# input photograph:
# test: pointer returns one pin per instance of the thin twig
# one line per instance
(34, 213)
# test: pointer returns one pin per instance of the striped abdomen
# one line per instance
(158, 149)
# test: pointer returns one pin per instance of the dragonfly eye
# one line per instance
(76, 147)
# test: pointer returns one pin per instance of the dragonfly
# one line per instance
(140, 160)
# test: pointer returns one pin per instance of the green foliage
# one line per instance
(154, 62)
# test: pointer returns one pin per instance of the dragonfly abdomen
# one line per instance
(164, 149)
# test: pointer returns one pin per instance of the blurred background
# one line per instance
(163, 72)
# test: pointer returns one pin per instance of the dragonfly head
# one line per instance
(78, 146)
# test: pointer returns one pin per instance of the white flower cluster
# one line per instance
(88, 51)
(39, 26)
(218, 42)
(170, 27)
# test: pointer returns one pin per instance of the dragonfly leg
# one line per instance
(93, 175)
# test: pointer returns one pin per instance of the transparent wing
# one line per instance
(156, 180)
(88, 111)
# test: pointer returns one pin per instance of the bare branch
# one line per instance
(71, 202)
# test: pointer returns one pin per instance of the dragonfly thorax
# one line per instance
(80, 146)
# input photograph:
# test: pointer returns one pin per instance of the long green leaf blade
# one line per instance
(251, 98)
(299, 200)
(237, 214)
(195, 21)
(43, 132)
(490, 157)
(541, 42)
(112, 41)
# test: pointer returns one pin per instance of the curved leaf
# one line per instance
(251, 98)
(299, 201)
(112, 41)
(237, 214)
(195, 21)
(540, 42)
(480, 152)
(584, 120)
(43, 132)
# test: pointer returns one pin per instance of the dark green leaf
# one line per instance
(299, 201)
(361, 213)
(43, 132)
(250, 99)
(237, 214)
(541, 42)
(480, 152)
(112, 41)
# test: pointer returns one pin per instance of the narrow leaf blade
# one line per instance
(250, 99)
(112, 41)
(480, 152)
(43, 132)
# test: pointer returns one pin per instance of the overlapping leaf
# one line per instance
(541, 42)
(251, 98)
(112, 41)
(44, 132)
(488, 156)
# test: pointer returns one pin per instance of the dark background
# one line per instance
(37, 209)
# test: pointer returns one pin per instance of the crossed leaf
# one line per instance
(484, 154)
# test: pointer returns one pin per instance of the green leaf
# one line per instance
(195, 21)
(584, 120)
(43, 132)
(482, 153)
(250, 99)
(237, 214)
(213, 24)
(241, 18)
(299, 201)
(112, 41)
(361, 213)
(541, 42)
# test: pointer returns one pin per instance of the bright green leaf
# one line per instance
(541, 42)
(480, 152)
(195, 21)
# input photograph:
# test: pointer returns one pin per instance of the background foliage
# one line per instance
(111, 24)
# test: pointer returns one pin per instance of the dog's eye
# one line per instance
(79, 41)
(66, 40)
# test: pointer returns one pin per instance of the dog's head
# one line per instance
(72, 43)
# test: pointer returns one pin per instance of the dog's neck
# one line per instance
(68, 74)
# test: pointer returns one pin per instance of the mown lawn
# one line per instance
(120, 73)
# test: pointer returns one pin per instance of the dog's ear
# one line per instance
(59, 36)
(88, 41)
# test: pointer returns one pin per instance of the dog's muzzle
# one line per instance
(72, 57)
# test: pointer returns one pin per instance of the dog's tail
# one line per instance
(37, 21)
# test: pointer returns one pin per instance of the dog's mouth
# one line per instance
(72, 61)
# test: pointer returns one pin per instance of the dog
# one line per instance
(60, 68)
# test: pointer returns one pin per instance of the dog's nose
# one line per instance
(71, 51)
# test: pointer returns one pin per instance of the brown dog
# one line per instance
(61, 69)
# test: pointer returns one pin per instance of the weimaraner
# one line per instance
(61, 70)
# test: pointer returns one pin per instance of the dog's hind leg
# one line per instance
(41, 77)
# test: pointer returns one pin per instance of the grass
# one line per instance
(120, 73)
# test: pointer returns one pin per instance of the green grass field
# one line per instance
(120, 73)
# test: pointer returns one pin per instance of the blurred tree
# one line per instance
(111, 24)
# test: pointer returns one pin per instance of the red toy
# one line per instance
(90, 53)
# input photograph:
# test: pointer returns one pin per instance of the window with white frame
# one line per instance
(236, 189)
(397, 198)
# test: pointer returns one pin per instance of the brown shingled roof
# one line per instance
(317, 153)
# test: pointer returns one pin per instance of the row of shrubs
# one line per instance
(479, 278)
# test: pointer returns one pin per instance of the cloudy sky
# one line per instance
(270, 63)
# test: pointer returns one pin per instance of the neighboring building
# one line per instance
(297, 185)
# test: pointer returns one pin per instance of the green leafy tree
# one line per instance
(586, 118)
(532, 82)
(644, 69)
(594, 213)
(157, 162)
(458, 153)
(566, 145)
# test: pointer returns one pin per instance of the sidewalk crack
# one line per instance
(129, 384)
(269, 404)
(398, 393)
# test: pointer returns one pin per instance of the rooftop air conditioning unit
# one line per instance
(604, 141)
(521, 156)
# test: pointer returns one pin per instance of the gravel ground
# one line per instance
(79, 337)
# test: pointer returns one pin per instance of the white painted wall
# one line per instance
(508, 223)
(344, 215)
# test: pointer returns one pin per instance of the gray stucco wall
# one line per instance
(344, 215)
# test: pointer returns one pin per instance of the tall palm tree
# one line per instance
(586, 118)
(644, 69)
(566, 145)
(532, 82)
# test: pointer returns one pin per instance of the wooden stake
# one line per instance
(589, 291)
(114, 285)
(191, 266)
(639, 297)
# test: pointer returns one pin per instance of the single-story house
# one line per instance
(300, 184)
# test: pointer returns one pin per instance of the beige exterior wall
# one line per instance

What is required – All lines from the one with "white painted wall" through the final line above are to be quoted exactly; quote no other line.

Response to this exercise –
# test: pointer returns one pin per instance of the white painted wall
# one line per instance
(508, 223)
(344, 215)
# test: pointer returns one pin per instance of the gray stucco wall
# one line per instance
(344, 215)
# test: pointer returns one pin per instance of the tall palm tree
# one line per instance
(586, 118)
(644, 69)
(566, 145)
(532, 82)
# test: pointer returns one pin per instance of the wooden stake
# one line per instance
(589, 291)
(114, 285)
(191, 266)
(639, 297)
# test: pointer returns one pin per instance of the single-story house
# one line per instance
(300, 184)
# test: pointer returns one pin per instance of the beige exterior wall
# one line per instance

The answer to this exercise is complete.